To do: Rewrite the stretch from the line containing "Annotate each dry" through the end of the records, swapping "dry grass" for "withered grass" and leaving everything else unchanged.

======== Records ========

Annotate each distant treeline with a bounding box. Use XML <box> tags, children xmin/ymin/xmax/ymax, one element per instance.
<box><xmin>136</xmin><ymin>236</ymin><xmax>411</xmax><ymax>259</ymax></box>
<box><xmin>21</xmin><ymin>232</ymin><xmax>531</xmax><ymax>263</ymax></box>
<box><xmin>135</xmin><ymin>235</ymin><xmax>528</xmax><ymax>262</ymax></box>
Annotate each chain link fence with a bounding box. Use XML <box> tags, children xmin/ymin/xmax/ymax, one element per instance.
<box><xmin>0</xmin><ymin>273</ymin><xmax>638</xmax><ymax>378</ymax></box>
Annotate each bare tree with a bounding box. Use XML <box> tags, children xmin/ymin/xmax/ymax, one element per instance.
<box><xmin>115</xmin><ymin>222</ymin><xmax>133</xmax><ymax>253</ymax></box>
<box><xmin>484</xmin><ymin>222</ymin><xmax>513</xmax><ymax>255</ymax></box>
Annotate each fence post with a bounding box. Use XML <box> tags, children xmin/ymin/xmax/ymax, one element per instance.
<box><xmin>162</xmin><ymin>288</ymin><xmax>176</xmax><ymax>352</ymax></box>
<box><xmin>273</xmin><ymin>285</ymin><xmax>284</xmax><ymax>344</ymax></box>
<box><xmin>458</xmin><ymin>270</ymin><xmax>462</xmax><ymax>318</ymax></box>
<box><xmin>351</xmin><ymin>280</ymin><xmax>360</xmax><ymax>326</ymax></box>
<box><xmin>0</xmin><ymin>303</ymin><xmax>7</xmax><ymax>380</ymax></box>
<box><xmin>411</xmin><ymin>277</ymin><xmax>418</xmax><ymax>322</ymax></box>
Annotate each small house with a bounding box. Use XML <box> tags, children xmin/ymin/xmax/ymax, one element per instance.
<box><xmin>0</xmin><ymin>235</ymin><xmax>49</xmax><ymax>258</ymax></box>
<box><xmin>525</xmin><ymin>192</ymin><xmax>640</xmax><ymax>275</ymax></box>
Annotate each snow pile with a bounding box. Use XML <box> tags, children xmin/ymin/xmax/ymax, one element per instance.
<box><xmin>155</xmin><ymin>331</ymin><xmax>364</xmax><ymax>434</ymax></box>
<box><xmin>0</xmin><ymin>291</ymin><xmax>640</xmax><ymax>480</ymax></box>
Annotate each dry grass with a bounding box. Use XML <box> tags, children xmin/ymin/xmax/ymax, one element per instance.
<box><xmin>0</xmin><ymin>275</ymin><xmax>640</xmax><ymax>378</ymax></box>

========

Reply to the exercise:
Annotate each withered grass with a bounding box. Use XML <box> tags, children xmin/ymin/xmax/ymax, one element per instance.
<box><xmin>0</xmin><ymin>275</ymin><xmax>640</xmax><ymax>378</ymax></box>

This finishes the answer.